_PROBLEM STATEMENT_: Beginning with the line containing "Task: indicate the bronze" and ending with the last line, repeat the records exactly.

>> START DATA RECORDS

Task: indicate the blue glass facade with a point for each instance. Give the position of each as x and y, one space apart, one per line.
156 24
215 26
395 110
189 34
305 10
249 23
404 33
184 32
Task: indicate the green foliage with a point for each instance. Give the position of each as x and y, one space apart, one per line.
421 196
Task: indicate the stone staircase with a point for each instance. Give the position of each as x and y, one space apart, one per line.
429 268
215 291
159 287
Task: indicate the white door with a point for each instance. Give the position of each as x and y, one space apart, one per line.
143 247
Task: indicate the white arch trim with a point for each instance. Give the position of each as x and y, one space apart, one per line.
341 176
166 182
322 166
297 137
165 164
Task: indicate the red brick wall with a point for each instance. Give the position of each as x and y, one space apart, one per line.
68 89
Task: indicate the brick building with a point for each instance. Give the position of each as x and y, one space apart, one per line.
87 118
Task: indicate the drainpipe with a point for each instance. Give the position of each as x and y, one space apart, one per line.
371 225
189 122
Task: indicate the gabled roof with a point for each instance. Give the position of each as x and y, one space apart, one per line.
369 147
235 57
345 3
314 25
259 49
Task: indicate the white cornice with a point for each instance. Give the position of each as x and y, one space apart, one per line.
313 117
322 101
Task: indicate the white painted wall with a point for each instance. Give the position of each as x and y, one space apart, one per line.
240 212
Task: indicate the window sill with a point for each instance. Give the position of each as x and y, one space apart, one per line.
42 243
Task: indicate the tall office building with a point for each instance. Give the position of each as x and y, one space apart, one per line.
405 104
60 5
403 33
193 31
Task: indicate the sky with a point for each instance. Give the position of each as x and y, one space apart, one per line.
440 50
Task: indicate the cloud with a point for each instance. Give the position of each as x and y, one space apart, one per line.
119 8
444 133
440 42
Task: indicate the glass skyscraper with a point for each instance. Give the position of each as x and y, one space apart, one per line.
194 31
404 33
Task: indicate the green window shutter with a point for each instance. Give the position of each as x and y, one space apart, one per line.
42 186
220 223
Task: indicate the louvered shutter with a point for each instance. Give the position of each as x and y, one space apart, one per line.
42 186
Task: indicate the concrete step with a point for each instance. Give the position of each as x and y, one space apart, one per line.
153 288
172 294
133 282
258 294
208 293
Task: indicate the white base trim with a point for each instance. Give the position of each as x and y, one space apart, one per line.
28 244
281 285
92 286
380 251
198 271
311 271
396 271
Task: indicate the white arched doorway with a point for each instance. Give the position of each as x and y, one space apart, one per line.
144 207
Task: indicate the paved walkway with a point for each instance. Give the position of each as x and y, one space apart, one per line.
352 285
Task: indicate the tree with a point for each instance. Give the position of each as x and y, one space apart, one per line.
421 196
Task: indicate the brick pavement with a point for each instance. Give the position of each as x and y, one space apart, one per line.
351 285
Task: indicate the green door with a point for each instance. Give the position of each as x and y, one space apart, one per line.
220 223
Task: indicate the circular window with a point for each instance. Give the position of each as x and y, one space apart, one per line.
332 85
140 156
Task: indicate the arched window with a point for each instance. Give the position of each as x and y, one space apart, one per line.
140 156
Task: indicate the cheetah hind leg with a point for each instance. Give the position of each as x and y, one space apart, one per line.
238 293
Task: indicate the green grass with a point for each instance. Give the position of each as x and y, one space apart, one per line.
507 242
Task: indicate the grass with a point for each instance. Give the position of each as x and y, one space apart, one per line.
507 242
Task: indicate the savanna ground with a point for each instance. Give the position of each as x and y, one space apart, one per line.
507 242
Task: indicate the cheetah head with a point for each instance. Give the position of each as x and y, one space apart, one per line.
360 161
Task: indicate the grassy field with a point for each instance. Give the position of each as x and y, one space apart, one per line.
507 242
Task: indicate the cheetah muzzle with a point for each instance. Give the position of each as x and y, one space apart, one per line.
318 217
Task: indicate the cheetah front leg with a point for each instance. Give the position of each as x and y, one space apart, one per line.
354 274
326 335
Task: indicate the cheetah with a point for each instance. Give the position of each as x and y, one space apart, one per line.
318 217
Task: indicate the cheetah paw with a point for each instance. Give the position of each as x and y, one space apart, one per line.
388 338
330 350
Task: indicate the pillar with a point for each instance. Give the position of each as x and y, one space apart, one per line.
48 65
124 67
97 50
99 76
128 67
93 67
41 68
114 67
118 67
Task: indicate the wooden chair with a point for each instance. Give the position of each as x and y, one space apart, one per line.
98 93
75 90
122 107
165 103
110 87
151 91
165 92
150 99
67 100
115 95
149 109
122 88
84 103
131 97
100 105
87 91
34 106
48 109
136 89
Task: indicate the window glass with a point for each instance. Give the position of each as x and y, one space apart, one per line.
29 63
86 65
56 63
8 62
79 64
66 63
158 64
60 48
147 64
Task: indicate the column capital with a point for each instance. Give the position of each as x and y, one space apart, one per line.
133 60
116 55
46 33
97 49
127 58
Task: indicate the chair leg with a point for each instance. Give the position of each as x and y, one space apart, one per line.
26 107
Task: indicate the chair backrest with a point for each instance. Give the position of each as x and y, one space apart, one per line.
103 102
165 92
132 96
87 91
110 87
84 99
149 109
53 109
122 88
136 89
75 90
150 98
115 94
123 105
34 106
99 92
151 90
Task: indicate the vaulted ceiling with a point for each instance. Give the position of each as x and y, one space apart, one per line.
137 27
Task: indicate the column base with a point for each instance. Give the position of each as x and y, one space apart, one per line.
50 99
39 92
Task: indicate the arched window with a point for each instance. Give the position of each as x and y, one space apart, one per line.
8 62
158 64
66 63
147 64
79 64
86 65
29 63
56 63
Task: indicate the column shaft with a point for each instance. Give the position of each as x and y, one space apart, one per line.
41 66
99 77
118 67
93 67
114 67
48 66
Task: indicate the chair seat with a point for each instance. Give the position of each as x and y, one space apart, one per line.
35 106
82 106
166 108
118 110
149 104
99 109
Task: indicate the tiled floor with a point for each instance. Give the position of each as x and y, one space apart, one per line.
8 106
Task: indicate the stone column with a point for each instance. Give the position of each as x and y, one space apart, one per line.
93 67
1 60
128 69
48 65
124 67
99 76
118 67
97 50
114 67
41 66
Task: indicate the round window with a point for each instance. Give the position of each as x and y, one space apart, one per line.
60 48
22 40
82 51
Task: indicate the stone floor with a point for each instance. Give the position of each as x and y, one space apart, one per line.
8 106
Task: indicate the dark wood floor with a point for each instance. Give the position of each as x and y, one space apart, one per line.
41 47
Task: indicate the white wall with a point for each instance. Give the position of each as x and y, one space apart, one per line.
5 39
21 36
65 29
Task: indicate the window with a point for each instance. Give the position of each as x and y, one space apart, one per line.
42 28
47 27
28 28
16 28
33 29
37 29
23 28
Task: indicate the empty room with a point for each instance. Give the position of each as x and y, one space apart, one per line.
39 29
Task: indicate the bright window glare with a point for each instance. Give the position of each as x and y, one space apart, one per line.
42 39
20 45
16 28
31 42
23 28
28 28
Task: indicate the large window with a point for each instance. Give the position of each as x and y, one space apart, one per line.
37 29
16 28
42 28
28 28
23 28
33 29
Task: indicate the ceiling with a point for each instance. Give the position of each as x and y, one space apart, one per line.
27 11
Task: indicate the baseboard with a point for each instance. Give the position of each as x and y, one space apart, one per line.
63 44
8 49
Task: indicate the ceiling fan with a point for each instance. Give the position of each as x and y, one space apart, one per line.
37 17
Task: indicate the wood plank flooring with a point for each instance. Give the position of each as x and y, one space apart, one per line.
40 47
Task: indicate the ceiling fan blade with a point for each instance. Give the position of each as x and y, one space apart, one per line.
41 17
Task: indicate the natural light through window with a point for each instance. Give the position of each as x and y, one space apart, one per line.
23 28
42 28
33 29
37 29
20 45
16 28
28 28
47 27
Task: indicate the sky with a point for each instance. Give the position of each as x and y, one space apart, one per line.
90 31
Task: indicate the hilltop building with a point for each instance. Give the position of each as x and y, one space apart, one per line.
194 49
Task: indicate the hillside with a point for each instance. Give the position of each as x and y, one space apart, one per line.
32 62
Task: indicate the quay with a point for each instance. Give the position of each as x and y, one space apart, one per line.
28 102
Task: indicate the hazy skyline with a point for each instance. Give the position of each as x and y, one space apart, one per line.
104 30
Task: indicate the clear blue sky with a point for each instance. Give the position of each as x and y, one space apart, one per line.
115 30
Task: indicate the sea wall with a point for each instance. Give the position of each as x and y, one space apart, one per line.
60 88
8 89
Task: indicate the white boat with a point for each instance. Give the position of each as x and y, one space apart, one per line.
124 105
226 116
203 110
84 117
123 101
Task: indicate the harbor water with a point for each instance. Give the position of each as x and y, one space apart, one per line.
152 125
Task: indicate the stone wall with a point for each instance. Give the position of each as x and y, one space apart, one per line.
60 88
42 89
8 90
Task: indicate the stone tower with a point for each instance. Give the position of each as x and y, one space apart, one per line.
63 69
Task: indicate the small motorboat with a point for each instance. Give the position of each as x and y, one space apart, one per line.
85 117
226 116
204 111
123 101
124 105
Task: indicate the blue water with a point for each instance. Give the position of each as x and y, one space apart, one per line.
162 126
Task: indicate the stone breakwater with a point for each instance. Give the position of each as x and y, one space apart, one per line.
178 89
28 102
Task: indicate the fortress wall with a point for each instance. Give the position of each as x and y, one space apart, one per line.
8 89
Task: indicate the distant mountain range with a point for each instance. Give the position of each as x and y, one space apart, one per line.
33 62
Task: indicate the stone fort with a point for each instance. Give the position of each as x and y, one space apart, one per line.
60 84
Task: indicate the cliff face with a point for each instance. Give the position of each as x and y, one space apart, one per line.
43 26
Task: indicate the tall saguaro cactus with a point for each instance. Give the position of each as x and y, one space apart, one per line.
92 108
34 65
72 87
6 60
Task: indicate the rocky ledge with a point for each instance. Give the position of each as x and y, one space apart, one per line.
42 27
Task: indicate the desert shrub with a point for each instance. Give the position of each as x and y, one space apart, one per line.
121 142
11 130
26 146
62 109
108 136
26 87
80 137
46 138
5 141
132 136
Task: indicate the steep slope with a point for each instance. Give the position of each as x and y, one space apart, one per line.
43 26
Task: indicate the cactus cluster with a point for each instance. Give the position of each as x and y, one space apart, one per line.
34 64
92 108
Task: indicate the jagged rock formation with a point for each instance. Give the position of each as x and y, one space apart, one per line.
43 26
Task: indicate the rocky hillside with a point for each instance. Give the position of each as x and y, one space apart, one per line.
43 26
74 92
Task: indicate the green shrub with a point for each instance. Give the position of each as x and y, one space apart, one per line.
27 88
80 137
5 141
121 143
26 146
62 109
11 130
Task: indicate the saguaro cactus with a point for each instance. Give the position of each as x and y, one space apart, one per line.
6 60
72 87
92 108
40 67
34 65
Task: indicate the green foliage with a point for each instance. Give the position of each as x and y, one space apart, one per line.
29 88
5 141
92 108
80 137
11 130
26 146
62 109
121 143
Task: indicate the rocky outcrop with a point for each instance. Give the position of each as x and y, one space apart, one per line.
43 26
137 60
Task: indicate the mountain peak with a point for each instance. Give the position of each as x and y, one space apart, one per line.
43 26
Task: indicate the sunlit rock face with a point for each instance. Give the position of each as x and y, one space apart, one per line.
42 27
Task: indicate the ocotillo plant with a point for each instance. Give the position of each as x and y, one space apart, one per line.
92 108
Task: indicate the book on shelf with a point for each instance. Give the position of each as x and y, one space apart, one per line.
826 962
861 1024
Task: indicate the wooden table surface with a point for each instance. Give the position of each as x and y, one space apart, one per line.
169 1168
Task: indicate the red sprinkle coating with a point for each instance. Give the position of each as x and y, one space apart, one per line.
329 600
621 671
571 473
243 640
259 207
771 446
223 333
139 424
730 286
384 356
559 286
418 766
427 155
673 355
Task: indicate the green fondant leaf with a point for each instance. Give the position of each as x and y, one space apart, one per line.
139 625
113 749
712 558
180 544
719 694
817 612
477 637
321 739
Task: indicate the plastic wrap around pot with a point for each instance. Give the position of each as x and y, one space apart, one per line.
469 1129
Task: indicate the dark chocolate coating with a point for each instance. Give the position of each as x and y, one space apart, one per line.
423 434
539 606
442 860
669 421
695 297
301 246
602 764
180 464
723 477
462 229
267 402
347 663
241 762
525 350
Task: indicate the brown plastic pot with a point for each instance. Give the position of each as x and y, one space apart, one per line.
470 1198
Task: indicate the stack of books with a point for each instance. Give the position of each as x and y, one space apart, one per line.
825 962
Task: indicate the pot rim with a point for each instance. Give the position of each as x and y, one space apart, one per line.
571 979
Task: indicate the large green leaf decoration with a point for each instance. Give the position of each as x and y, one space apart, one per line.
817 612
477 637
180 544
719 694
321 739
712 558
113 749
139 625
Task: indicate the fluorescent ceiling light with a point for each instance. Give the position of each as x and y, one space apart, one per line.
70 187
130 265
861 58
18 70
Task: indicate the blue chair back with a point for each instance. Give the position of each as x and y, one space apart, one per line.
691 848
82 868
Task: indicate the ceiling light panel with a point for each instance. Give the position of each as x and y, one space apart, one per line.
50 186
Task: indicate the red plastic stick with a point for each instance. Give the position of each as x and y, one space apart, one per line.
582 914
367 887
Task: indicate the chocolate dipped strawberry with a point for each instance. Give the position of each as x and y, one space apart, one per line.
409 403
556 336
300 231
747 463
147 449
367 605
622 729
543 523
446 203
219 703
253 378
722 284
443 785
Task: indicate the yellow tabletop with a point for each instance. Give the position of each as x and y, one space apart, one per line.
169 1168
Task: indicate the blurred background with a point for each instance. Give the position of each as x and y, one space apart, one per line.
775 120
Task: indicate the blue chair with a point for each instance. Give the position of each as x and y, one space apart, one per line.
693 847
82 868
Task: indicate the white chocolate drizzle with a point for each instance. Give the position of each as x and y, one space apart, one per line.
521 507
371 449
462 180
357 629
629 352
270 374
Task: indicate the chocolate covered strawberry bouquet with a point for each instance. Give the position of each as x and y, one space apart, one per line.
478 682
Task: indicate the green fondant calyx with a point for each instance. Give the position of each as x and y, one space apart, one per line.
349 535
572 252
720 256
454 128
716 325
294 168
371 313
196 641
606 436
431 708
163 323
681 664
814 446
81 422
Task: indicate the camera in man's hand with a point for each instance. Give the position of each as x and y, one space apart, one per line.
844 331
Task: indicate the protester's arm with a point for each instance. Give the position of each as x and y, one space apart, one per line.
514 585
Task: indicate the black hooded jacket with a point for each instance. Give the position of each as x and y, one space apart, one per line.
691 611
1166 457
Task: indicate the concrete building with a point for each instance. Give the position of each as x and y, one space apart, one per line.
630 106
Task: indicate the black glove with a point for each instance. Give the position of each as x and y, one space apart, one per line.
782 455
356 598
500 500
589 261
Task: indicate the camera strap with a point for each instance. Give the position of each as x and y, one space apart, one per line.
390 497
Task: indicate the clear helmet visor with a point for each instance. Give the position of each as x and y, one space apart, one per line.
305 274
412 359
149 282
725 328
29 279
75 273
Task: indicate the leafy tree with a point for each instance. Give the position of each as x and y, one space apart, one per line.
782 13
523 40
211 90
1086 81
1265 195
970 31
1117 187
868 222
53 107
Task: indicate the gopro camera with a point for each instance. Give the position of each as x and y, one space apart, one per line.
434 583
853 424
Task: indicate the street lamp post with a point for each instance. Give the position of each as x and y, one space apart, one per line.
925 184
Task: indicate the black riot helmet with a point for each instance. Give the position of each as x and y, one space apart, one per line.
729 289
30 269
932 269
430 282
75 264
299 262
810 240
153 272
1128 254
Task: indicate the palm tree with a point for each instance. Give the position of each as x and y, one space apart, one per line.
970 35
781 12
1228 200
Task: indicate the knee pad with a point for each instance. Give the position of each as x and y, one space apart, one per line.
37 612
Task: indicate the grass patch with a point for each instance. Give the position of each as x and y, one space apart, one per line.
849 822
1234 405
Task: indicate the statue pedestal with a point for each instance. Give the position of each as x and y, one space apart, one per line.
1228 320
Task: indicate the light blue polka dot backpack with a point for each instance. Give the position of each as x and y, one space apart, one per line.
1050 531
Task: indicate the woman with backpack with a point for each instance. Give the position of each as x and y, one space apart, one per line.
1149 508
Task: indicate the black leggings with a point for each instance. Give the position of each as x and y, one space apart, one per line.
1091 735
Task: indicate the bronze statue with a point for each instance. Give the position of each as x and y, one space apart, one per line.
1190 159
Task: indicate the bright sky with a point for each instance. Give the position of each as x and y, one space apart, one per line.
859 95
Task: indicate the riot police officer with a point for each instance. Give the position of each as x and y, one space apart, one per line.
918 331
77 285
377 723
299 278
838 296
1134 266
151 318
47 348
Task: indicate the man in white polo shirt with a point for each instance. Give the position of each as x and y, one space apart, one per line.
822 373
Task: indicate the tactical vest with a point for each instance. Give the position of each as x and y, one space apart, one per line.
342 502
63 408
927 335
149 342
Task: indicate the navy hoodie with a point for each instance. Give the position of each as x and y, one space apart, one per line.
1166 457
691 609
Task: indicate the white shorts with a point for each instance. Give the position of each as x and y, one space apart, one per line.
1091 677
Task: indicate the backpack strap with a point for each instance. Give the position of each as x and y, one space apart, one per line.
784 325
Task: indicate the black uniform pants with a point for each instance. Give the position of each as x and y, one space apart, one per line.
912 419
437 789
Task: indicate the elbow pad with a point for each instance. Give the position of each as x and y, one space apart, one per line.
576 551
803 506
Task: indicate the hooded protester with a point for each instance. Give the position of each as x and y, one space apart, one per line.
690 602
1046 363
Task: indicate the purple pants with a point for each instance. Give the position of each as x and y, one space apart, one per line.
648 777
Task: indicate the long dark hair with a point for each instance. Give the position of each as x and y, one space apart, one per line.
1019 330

>> END DATA RECORDS

_ANSWER_:
Task: indicate the bronze statue with a point for each instance. Give the position of each as x and y, one space apart, one per line.
1190 159
Task: indicate the bright sky with a point for each instance. Give the position of each as x and y, one space apart, one per line.
859 95
Task: indicate the riot police officer with a point for each instance. Give the position of each as x and y, one space apart, one per line.
918 331
77 285
377 723
299 278
838 296
1134 266
151 318
47 348
Task: indicate the man in white polo shirt with a point for each instance. Give the position of each as x and y, one space apart, one per line.
822 373
Task: indicate the tactical vest with a point for each instance. Give the position of each as x and y, one space apart, one per line.
342 502
63 408
927 335
149 342
Task: indicate the navy hoodie with a point for each instance. Give the position of each as x and y, one space apart, one per line.
1166 457
691 609
Task: indicate the white shorts with a point for each instance. Give the position of each as x and y, one space apart, one per line.
1091 677
Task: indicate the backpack strap with a point for each instance. Give the position of each as x and y, one space apart, one per line.
784 325
Task: indicate the black uniform pants with a point for each instance. Give the position of each as x and y, one space apart, one per line.
912 419
437 789
Task: indicate the elbow pad with a point for each instance. Give the position of each as x and y, one space apart, one per line.
576 551
803 506
Task: indicate the hooded protester with a point for each instance. Give the position of each as x and y, one space apart, one per line.
690 602
1046 363
Task: indicate the purple pants with a point for each instance. Give the position of each as x and y, one space apart, one per line.
648 777
Task: indicate the long dark hair with a point for each instance. Give the position of each as x and y, one space apart, one per line.
1019 330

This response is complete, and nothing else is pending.